## YOUR OBJECTIVE
Print the listing below in its entirety, character for character.

## SOURCE RECORDS
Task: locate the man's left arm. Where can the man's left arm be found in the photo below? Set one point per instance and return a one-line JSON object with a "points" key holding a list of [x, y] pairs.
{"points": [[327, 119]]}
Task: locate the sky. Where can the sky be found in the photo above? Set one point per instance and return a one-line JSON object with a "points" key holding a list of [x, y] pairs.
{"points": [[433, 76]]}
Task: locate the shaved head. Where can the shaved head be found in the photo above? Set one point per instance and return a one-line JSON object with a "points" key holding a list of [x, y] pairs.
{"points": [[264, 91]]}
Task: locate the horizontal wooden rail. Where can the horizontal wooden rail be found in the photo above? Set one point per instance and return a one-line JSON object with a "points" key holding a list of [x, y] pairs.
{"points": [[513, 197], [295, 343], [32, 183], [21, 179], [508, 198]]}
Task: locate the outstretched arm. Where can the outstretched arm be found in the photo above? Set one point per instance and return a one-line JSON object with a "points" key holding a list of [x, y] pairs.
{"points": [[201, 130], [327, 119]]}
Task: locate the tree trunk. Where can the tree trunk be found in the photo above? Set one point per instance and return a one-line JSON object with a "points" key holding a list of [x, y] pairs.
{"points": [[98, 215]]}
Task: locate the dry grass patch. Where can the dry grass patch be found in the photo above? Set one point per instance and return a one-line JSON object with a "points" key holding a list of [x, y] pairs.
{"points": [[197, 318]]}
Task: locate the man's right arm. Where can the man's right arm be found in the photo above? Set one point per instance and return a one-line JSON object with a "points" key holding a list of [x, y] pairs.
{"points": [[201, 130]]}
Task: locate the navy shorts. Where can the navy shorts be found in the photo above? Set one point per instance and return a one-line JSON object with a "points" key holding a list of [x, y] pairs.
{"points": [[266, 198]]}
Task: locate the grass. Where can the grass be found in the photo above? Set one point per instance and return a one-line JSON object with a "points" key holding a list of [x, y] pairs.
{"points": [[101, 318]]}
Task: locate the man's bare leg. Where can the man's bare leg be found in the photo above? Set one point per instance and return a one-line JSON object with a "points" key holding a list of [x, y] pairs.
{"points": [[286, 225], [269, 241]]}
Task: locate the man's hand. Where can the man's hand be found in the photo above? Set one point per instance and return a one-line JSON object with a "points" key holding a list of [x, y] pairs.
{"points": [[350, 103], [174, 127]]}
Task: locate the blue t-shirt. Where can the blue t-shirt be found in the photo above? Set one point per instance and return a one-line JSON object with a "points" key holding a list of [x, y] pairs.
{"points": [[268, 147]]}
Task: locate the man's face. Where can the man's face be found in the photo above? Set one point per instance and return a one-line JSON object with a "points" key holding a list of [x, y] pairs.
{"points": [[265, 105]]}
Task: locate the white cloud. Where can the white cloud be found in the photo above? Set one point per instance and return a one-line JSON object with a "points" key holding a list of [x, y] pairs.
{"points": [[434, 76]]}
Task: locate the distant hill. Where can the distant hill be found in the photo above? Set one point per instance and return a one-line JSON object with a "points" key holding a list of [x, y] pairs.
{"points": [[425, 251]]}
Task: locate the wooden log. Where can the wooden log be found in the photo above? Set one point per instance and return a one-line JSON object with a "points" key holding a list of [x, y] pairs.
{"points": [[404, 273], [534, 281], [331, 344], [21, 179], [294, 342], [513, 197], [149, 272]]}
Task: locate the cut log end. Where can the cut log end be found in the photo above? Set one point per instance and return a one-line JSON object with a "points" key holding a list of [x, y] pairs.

## EXERCISE RESPONSE
Task: locate the man's left arm. Where can the man's left arm be found in the photo below? Set one point per instance and return a one-line JSON object with a "points" key holding a list of [x, y] pairs.
{"points": [[327, 119]]}
Task: locate the sky. Where can the sky be found in the photo above? Set one point per instance and return a one-line JSON object with a "points" key holding a list of [x, y] pairs.
{"points": [[433, 76]]}
Task: locate the shaved head. Where can the shaved head be found in the photo above? Set one point per instance and return a one-line JSON object with a "points" key holding a list of [x, y] pairs.
{"points": [[264, 91]]}
Task: locate the horizontal wooden rail. Where can the horizontal wooden rail be found in the photo above? Set one point per instance and return a one-line JSON object with a "points" key holding a list of [x, y] pairs.
{"points": [[513, 197], [295, 343], [32, 183], [21, 179], [508, 198]]}
Task: locate the outstretched arm. Where can the outstretched arm be found in the photo above? Set one point per instance and return a one-line JSON object with a "points" key holding a list of [x, y] pairs.
{"points": [[201, 130], [327, 119]]}
Task: locate the tree trunk. Where can the tree trunk be found in the photo above? Set one point per instance and return a one-line JSON object with a "points" key holding a list of [x, y] pairs.
{"points": [[98, 215]]}
Task: locate the dry grass patch. Where can the dry grass patch be found in the photo above? Set one point per instance and return a one-line JSON object with a "points" key holding a list of [x, y] pairs.
{"points": [[197, 318]]}
Task: locate the man's right arm. Where can the man's right arm be found in the photo above? Set one point per instance and return a one-line JSON object with a "points" key holding a list of [x, y] pairs.
{"points": [[201, 130]]}
Task: locate the navy shorts. Where can the navy shorts be found in the photo above? Set one point per instance and return a one-line JSON object with a "points" key holding a list of [x, y] pairs.
{"points": [[266, 198]]}
Task: locate the grass. Where can the grass be found in the photo above? Set one point per instance and return a one-line JSON object with a "points" key holding a list of [x, y] pairs.
{"points": [[101, 318]]}
Task: locate the man's bare leg. Where can the man's bare leg be found in the photo above? Set one point per instance and return a one-line JSON object with a "points" key holding a list of [x, y] pairs.
{"points": [[286, 225], [269, 241]]}
Task: locate the man's hand. Where can the man's hand be found in the photo above? Set one point per instance and return a one-line JSON object with a "points" key holding a list of [x, y] pairs.
{"points": [[350, 103], [174, 127]]}
Task: locate the blue t-shirt. Where can the blue t-shirt be found in the photo above? Set one point per instance and return a one-line JSON object with a "points" key holding a list of [x, y] pairs.
{"points": [[268, 147]]}
Task: locate the man's face. Where can the man's face be found in the photo above? Set one point per instance and return a one-line JSON object with a "points" key holding a list of [x, y] pairs.
{"points": [[265, 105]]}
Task: locate the white cloud. Where can the white cloud be found in the photo above? Set one point per instance and return a one-line JSON object with a "points" key holding a list of [x, y] pairs.
{"points": [[434, 76]]}
Task: locate the distant hill. Where can the distant hill be found in the photo above? Set one point per instance and return a one-line JSON object with a "points" key holding a list of [x, y] pairs.
{"points": [[425, 251]]}
Task: locate the wooden log. Where can the wooden log be found in the photo above? Set one point per instance and return a one-line JSON object with a "points" key holding a list of [x, y] pairs.
{"points": [[404, 273], [534, 281], [331, 344], [21, 179], [294, 342], [513, 197], [149, 272]]}
Task: locate the cut log end. Where can the cut log end be found in the photo above? Set one point per instance and return a one-line JSON object with a "points" key holding a list of [x, y] pairs.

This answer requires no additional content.